§ MATERIAL SUPPLIED
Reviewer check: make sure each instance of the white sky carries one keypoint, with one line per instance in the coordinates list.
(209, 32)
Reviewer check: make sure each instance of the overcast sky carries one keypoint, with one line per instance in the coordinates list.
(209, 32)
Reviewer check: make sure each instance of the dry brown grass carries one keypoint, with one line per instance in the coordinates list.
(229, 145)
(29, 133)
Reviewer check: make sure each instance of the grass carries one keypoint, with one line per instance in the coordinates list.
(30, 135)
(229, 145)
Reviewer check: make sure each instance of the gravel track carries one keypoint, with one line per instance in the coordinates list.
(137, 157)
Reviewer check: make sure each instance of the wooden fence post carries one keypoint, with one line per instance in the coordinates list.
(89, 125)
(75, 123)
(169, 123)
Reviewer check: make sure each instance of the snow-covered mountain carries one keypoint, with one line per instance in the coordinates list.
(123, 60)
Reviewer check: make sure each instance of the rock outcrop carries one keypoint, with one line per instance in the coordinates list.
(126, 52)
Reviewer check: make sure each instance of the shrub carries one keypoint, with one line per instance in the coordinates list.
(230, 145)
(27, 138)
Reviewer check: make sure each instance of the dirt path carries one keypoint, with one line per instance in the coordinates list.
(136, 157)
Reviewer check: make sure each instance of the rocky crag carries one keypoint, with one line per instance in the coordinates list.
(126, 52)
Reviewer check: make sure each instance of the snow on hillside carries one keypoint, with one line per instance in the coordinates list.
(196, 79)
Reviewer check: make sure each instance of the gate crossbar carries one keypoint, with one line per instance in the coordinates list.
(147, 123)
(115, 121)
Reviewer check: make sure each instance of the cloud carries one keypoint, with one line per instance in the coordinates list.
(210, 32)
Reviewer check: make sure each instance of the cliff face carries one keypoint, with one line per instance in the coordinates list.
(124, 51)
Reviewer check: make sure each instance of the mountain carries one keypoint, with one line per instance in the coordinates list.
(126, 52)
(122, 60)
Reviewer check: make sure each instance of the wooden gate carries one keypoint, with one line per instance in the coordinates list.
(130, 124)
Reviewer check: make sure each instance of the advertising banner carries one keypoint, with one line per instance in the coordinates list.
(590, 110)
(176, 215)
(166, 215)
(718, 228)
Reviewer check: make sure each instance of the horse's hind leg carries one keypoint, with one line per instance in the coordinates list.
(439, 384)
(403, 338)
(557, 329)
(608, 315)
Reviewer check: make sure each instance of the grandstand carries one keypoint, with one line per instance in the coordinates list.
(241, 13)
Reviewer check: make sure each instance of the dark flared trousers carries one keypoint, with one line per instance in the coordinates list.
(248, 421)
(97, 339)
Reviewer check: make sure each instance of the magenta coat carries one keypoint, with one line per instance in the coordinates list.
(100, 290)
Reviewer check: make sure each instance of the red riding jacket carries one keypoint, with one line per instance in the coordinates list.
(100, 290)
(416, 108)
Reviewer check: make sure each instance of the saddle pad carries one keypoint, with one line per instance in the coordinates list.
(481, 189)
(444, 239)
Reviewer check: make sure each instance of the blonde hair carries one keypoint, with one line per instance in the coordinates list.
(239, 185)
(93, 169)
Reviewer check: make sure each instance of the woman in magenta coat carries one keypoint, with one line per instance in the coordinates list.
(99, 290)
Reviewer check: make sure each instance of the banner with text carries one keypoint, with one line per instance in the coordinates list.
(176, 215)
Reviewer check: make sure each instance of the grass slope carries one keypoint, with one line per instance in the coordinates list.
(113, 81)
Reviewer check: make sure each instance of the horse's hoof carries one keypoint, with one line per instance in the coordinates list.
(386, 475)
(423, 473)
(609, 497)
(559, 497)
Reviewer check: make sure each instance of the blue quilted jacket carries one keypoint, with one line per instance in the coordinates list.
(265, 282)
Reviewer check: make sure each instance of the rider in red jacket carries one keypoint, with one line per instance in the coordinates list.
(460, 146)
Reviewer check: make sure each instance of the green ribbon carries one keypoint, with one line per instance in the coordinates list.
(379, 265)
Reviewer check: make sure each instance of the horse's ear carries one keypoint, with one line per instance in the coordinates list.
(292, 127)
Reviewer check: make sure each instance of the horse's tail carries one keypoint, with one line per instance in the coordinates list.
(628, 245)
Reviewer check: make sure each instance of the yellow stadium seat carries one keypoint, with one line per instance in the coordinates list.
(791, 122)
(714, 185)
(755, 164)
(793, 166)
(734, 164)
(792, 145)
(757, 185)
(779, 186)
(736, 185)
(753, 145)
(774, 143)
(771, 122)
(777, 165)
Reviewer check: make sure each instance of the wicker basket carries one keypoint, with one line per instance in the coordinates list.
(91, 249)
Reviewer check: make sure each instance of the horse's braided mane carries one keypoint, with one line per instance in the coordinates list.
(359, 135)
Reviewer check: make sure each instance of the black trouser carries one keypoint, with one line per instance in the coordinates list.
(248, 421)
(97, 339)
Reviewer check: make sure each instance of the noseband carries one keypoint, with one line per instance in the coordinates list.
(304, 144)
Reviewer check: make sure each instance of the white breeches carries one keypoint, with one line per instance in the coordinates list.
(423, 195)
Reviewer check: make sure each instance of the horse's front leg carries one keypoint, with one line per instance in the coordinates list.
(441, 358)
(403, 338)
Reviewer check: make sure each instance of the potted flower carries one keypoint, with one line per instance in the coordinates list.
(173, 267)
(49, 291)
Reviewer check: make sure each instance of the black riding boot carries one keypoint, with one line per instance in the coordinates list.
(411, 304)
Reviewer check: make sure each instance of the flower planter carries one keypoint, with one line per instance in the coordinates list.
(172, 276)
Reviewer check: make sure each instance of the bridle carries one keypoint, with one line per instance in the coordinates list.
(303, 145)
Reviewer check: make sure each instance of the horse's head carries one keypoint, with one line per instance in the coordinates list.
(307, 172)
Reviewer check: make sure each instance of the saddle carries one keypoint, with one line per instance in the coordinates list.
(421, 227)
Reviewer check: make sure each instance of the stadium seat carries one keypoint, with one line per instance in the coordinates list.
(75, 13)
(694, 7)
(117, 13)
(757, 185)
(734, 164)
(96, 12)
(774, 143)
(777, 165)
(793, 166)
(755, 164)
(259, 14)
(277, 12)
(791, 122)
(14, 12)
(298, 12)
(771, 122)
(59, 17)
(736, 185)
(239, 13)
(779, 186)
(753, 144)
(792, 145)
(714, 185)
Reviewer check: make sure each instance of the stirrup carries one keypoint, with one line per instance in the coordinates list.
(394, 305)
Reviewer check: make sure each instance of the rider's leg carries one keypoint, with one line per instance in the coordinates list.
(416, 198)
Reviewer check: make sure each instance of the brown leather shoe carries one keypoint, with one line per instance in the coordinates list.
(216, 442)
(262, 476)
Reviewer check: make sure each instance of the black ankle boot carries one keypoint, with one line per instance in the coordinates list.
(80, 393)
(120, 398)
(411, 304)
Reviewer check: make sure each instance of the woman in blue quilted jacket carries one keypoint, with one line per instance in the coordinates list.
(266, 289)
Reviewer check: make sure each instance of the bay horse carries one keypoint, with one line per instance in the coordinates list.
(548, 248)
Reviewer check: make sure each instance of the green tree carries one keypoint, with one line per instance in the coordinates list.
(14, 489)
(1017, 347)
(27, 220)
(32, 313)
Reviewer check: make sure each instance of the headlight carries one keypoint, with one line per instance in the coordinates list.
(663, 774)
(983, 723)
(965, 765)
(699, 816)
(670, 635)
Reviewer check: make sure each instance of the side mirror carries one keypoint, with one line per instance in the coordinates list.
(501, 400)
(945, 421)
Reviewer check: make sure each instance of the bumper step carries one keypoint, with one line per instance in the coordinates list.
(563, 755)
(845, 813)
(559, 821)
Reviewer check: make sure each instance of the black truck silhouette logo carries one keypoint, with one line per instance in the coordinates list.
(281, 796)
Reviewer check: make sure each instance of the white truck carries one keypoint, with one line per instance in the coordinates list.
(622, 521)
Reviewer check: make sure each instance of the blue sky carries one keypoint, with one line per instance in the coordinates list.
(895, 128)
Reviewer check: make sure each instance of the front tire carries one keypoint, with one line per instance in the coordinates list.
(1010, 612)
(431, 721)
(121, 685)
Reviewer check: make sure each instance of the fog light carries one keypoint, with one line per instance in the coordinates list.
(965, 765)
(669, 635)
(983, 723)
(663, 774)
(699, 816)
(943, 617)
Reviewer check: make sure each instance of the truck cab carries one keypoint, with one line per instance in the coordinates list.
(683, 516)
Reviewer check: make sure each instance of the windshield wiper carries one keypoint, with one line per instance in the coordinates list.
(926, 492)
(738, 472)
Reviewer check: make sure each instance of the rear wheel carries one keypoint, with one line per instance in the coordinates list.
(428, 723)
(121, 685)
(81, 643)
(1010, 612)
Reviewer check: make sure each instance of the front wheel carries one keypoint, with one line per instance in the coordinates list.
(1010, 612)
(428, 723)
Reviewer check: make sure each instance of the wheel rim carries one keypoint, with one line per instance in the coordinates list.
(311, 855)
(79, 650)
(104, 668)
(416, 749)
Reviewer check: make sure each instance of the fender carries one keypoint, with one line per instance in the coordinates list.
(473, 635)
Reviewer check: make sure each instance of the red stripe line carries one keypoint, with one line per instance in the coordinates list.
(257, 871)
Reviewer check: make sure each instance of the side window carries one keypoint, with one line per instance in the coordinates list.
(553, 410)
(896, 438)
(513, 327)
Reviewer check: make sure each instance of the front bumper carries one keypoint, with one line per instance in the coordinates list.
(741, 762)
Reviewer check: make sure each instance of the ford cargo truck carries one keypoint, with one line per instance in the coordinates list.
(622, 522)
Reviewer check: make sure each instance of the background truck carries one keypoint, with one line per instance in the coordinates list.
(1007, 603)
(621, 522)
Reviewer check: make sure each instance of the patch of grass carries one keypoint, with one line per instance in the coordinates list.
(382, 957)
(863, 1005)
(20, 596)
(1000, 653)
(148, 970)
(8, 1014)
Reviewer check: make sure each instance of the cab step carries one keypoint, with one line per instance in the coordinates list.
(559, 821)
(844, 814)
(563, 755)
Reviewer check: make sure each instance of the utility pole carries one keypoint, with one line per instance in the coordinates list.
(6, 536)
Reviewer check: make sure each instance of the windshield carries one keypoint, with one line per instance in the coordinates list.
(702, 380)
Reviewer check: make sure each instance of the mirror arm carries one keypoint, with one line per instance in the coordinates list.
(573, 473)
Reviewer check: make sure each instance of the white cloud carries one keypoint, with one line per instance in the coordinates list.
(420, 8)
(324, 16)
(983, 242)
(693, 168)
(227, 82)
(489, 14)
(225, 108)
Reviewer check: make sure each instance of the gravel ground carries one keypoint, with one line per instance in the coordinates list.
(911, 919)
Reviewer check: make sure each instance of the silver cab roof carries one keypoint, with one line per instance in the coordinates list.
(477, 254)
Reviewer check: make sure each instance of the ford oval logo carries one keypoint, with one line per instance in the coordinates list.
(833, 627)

§ ASSIGNED TASK
Exactly the lines from the one containing "Reviewer check: make sure each instance of the utility" through the end of the entries above must be output, and no others.

§ ANSWER FOR THIS EXERCISE
Reviewer check: make sure each instance of the utility pole carries one keypoint, with one line per instance in the coordinates list.
(6, 536)
Reviewer check: make sure each instance of the windshield carries one keypoint, with one line per instance in the coordinates list.
(702, 380)
Reviewer check: make sure each instance of the mirror arm carries one keypoint, with one line per instance in the coordinates list.
(573, 473)
Reviewer check: make sure each instance of the white cloud carries one keypoint, with one line per instance in the coordinates list.
(420, 8)
(324, 16)
(983, 242)
(693, 168)
(227, 82)
(489, 14)
(225, 108)
Reviewer check: make sure each instance of the gravel ground carries one keypoint, with one line per instance in the coordinates list.
(911, 919)
Reviewer check: make sure each instance of the silver cab roof carries one keypoint, with one line per instance in the coordinates list.
(477, 254)
Reviewer check: make sure each instance of the ford oval logo carries one keypoint, with one line per instance in the coordinates list.
(833, 627)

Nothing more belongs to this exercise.